- **Records from a dataset**
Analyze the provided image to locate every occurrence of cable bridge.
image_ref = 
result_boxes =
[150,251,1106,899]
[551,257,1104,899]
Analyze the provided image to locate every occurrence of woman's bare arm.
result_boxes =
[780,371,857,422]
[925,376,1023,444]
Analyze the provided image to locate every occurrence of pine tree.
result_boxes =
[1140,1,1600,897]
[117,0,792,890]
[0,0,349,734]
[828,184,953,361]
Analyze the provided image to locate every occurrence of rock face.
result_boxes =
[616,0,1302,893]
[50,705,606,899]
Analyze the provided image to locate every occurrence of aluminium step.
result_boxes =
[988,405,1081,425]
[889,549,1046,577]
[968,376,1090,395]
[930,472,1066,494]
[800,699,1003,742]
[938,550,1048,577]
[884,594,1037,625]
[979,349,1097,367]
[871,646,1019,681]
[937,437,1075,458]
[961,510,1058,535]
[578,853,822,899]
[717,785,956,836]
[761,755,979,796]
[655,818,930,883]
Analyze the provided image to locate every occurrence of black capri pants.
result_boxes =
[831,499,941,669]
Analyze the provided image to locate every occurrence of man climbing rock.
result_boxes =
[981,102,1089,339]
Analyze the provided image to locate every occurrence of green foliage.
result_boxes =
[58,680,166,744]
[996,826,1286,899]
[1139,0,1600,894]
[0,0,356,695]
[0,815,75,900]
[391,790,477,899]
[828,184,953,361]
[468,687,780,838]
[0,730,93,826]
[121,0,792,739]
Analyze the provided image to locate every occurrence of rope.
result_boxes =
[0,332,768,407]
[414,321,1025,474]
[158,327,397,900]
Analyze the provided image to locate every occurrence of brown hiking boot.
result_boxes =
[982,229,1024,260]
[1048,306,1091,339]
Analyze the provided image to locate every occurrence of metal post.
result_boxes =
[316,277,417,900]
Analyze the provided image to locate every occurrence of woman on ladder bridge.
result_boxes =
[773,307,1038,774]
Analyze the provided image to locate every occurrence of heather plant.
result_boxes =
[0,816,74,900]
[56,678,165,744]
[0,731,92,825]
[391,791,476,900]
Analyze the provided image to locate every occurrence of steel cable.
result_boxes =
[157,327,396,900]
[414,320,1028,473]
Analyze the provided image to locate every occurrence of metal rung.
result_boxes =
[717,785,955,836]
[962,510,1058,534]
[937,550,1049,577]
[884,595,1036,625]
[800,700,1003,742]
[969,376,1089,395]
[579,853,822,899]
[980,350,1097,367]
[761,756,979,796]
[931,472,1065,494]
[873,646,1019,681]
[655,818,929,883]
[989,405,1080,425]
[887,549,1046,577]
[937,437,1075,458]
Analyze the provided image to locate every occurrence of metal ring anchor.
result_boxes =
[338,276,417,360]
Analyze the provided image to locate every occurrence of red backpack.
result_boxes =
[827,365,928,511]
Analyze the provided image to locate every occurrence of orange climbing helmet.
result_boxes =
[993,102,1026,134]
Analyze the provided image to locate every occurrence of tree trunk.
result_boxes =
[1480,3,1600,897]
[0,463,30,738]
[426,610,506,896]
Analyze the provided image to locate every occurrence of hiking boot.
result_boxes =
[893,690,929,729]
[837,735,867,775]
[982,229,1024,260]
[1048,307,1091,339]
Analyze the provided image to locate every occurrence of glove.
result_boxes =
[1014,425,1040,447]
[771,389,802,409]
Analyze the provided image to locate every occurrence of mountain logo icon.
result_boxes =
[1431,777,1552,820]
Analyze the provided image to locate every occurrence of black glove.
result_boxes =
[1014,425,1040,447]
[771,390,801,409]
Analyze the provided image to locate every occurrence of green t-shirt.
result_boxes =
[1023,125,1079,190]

- **WHAT IS BEING ASKED**
All lines above should be output verbatim.

- **RESPONSE BOX**
Analyze the provided image to locate every occurrence of cable bridge.
image_ref = 
result_boxes =
[150,251,1106,899]
[551,257,1104,899]
Analyze the provided image to locate every occurrence of woman's bare arm.
result_boxes =
[780,371,857,422]
[925,376,1023,444]
Analyze the provided image to locate every occurrence of pine tree.
result_boxes =
[1140,1,1600,897]
[117,0,792,890]
[0,0,349,734]
[828,184,953,361]
Analyze the provided image to locate every occurrence of rock face.
result_boxes =
[616,0,1302,893]
[50,705,606,899]
Analyze the provided image to locate every occurrence of aluminium step.
result_boxes =
[988,405,1081,425]
[889,549,1046,577]
[968,376,1090,395]
[930,472,1066,494]
[800,699,1003,742]
[938,550,1048,577]
[884,594,1037,625]
[979,349,1097,367]
[871,646,1019,681]
[937,437,1075,458]
[961,510,1058,535]
[578,853,822,899]
[717,785,956,836]
[761,755,979,796]
[655,818,930,883]
Analyze the provided image to locate every occurrence of black capri pants.
result_boxes =
[831,499,941,669]
Analyze the provided image to locate every occurrence of man climbing rock.
result_boxes =
[981,102,1089,339]
Analyze the provided image to locate every occurrence of green foliage.
result_boxes =
[58,680,166,744]
[996,826,1286,899]
[1139,0,1600,894]
[0,0,356,695]
[0,815,75,900]
[391,790,477,899]
[828,184,953,361]
[468,687,780,838]
[0,730,93,826]
[121,0,792,739]
Analyze the provided image to locate every occurrence of rope.
result_boxes =
[0,332,768,407]
[414,321,1025,474]
[158,327,397,900]
Analyze the provided image to locate every occurrence of brown hiking boot.
result_boxes =
[982,229,1024,260]
[1048,306,1091,339]
Analyze the provided image to locate every occurrence of metal post.
result_boxes =
[316,277,417,900]
Analyze the provided image to locate every occurrence of woman on ladder bridge.
result_boxes =
[773,307,1038,774]
Analyze the provided image to locate every occurrence of heather plant.
result_boxes =
[0,816,74,900]
[56,678,165,744]
[0,731,92,825]
[391,791,476,900]
Analyze the provided image to locate every occurrence of steel cable.
result_boxes =
[157,327,396,900]
[414,320,1028,473]
Analyze the provided image to locate every occurrence of metal rung.
result_boxes =
[717,785,955,836]
[962,510,1058,534]
[937,550,1049,577]
[884,595,1036,625]
[800,700,1003,742]
[969,376,1089,395]
[579,853,822,899]
[980,350,1097,367]
[761,756,979,796]
[931,472,1065,494]
[873,646,1019,681]
[655,818,929,883]
[989,405,1080,425]
[887,549,1046,577]
[937,437,1075,458]
Analyze the provided image to locate every occurrence of metal ring anchor.
result_boxes =
[338,276,417,360]
Analyze the provided image to locate every occurrence of red backpack.
result_boxes =
[827,365,928,511]
Analyze the provided image to locate every occurrence of orange climbing helmet.
result_boxes =
[993,102,1026,134]
Analyze the provided image to locate every occurrence of tree trunk.
result_boxes =
[1480,3,1600,897]
[0,463,30,738]
[426,610,506,896]
Analyze the provided image to locate every occurrence of hiking boot.
result_boxes =
[893,690,929,729]
[837,735,867,775]
[982,229,1024,260]
[1048,307,1091,339]
Analyze the provided image to locate every occurrence of glove.
result_boxes =
[1014,425,1040,447]
[771,389,802,409]
Analyze the provided image to locate every occurrence of mountain logo icon.
result_boxes =
[1431,777,1552,820]
Analyze the provided image to locate every occurrence of black glove.
result_boxes =
[1014,425,1040,447]
[771,390,801,409]
Analyze the provided image to locate every occurrence of green t-shirt.
result_boxes =
[1023,125,1079,190]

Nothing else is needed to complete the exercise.